What to work on:
1: From the email thread on transaction syntax, reproduce the passage between "We must balance" and "do in future.", inclusive.
2: Answer these questions using the email thread on transaction syntax:
(a) What does the writer of the opening reply prefer to receive instead of an exception when the operation is rolled back?
(b) Who wrote the message sent on Jun 13, 2022, at 10:32 AM?
(c) What notion about Cassandra does Aaron Ploetz say has been fought for years?
3: Extend the email thread on transaction syntax, starting right after its final sentence.
## BEGIN Document text
Does the IF <...> ABORT simplify reasoning though? If you restrict it to only 
dealing with the most recent row it would, but referencing the name implies 
you’d be able to include references from other operations, in which case you’d 
have the same problem.

> return instead an exception if the transaction is aborted

Since the txn is not actually interactive, I think it would be better to 
receive values instead of an excetion, to understand why the operation was 
rolled back.

On Jun 13, 2022, at 10:32 AM, Aaron Ploetz 
<aaronplo...@gmail.com<mailto:aaronplo...@gmail.com>> wrote:

Benedict,

I'm really excited about this feature.  I've been observing this conversation 
for a while now, and I"m happy to add some thoughts.

We must balance the fact we cannot afford to do everything (yet), against the 
need to make sure what we do is reasonably intuitive (to both CQL and SQL 
users) and consistent – including with whatever we do in future.

I think taking small steps forward, to build a few complete features as close 
to SQL as possible is a good approach.

question we are currently asking: do we want to have a more LWT-like 
approach... or do we want a more SQL-like approach

For years now we've been fighting this notion that Cassandra is difficult to 
use.  Coming up with specialized syntax isn't going to bridge that divide.
## END Document text
## BEGIN Information shown
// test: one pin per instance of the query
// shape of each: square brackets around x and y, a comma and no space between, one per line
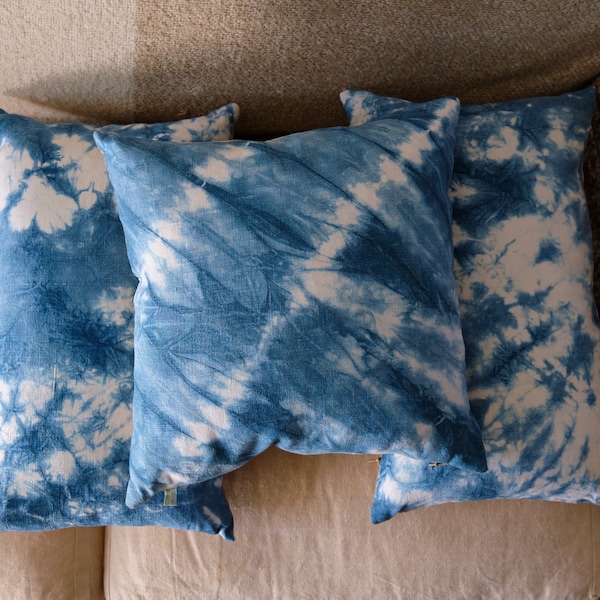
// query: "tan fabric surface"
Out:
## END Information shown
## BEGIN Information shown
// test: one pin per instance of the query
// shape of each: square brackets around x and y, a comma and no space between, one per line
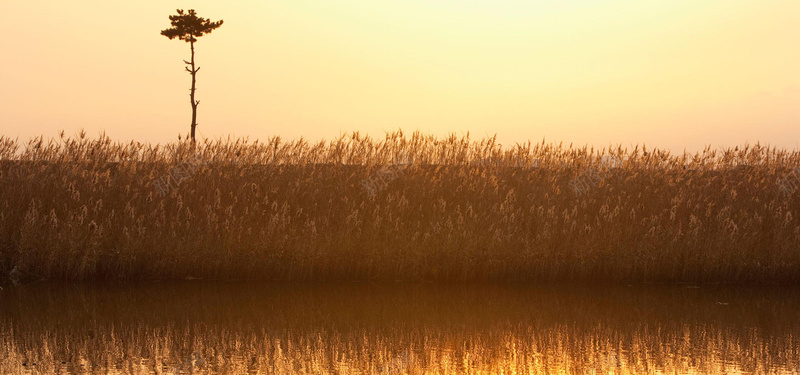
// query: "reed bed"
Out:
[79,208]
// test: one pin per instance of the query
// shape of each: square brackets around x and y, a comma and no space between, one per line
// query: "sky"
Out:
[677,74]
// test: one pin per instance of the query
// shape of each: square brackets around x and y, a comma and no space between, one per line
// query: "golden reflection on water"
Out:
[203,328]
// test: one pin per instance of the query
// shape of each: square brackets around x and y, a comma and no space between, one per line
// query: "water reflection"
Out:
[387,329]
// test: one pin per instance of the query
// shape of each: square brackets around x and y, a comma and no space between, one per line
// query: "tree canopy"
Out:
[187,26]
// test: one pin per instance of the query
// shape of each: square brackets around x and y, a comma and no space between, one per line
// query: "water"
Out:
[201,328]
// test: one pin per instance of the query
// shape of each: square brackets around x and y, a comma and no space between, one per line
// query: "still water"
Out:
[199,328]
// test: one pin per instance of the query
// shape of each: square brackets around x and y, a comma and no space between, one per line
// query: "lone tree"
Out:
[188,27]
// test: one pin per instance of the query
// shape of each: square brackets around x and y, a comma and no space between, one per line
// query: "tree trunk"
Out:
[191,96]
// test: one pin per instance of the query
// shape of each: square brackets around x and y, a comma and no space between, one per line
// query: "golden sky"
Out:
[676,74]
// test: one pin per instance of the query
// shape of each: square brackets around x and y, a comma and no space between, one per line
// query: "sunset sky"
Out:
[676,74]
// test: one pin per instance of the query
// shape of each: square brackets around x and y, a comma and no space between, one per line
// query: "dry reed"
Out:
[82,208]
## END Information shown
## BEGIN Information shown
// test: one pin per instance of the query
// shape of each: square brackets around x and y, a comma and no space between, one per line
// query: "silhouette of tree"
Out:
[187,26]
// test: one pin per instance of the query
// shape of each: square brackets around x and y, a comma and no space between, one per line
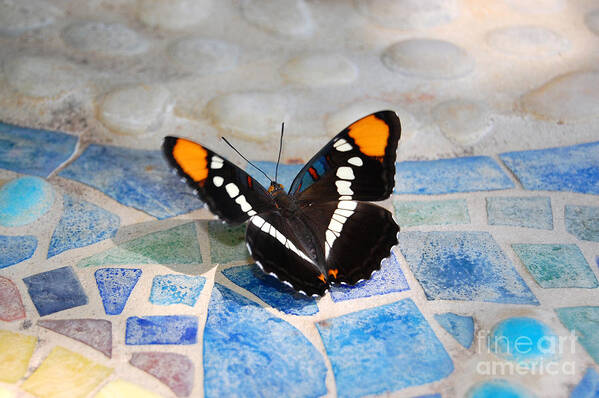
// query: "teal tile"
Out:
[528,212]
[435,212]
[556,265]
## END Information shown
Answers to each task:
1:
We must balance the fact we cannot afford to do everything (yet), against the 
need to make sure what we do is reasonably intuitive (to both CQL and SQL 
users) and consistent – including with whatever we do in future.

2:
(a) Values, so the writer can understand why the operation was rolled back.
(b) Aaron Ploetz.
(c) The notion that Cassandra is difficult to use.

3:
From a (new?) user perspective, the best plan is to stay as consistent with SQL 
as possible.

I believe that is a MySQL specific concept. This is one problem with mimicking 
SQL – it’s not one thing!

Right?!?!  As if this needed to be more complex.

I think we have evidence that it is fine to interpret NULL as “false” for the 
evaluation of IF conditions.

Agree.  Null == false isn't too much of a leap.

Thanks for taking up the charge on this one.  Glad to see it moving forward!

Thanks,

Aaron



On Sun, Jun 12, 2022 at 10:33 AM 
bened...@apache.org<mailto:bened...@apache.org> 
<bened...@apache.org<mailto:bened...@apache.org>> wrote:
Welcome Li, and thanks for your input

> When I first saw the syntax, I took it for granted that the condition was 
> evaluated against the state AFTER the updates

Depending what you mean, I think this is one of the options being considered. 
At least, it seems this syntax is most likely to be evaluated against the 
values written by preceding statements in the batch, but not the statement 
itself (or later ones), as this could lead to nonsensical statements like

BEGIN TRANSACTION
UPDATE tbl SET v = 1 WHERE key = 1 AS tbl
COMMIT TRANSACTION IF tbl.v = 0

Where y is never 0 afterwards, so this never succeeds. I take it in this simple 
case you would expect the condition to be evaluated against the state prior to 
the statement (i.e. the initial state)?

But we have a blank slate, so every option is available to us! We just need to 
make sure it makes sense to the user, even in uncommon cases.

> The IF (Boolean expr) ABORT TRANSACTION would suffer less because users may 
> tend to put the condition closer to the related SELECT statement.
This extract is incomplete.